Условие задания
Выберите из строк ниже каждую, где есть слово «point», и перепишите их все. Регистр букв учитывается.

·····

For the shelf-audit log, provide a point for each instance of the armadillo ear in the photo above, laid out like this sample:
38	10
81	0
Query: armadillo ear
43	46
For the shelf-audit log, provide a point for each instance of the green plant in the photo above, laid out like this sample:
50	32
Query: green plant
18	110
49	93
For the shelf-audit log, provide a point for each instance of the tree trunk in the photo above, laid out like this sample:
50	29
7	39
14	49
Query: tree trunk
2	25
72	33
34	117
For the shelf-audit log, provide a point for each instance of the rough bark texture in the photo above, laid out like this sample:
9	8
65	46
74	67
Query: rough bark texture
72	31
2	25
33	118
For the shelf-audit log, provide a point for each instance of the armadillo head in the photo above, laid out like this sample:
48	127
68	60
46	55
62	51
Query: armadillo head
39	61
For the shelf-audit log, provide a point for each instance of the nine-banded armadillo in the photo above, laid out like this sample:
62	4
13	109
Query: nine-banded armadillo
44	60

·····

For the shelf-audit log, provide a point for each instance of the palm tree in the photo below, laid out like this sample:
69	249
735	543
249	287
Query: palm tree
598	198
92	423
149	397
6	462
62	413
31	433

·····

Ответ
For the shelf-audit log, provide a point for each instance of the armadillo ear in the photo above, laid out like this sample:
For the shelf-audit log, provide a point for each instance of the green plant in the photo above, laid out like this sample:
For the shelf-audit log, provide a point for each instance of the tree trunk in the photo above, laid out like this sample:
For the shelf-audit log, provide a point for each instance of the rough bark texture in the photo above, laid out like this sample:
For the shelf-audit log, provide a point for each instance of the armadillo head in the photo above, laid out like this sample:
For the shelf-audit log, provide a point for each instance of the nine-banded armadillo in the photo above, laid out like this sample:
For the shelf-audit log, provide a point for each instance of the palm tree in the photo below, laid out like this sample:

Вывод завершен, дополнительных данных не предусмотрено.